[Begin DATASET RECORDS]

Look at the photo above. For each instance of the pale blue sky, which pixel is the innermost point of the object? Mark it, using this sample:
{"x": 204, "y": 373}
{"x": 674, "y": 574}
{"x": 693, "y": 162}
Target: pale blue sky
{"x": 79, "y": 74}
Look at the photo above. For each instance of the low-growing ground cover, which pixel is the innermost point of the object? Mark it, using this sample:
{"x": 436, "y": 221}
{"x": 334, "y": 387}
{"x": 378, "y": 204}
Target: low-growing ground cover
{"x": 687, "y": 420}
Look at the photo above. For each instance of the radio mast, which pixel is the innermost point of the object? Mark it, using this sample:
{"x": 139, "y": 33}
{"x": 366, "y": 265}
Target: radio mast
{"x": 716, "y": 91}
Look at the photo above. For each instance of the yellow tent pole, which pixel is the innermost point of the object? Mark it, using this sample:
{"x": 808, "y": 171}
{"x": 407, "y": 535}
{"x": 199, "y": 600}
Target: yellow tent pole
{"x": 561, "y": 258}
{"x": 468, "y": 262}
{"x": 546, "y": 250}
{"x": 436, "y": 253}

[End DATASET RECORDS]

[TASK]
Exactly reproduce the material above.

[ANSWER TO THIS EXERCISE]
Look at the photo above. For each instance of the pale blue sky, which pixel is the innermost point of the object? Mark it, using this sample:
{"x": 204, "y": 373}
{"x": 674, "y": 574}
{"x": 693, "y": 162}
Target: pale blue sky
{"x": 79, "y": 74}
Look at the photo above. For each instance of the low-growing ground cover, which pixel is the innermost point of the object? Mark it, using this sample:
{"x": 436, "y": 221}
{"x": 334, "y": 387}
{"x": 378, "y": 204}
Target: low-growing ground cover
{"x": 687, "y": 420}
Look at the photo above. For each instance of the radio mast, which pixel is the innermost point of the object? Mark it, using this sample:
{"x": 139, "y": 33}
{"x": 366, "y": 265}
Target: radio mast
{"x": 716, "y": 91}
Look at the photo above. For each instance of the yellow tent pole, which pixel is the innermost point of the object? Mark it, using this sample:
{"x": 808, "y": 171}
{"x": 407, "y": 535}
{"x": 199, "y": 600}
Target: yellow tent pole
{"x": 561, "y": 258}
{"x": 468, "y": 262}
{"x": 546, "y": 250}
{"x": 436, "y": 253}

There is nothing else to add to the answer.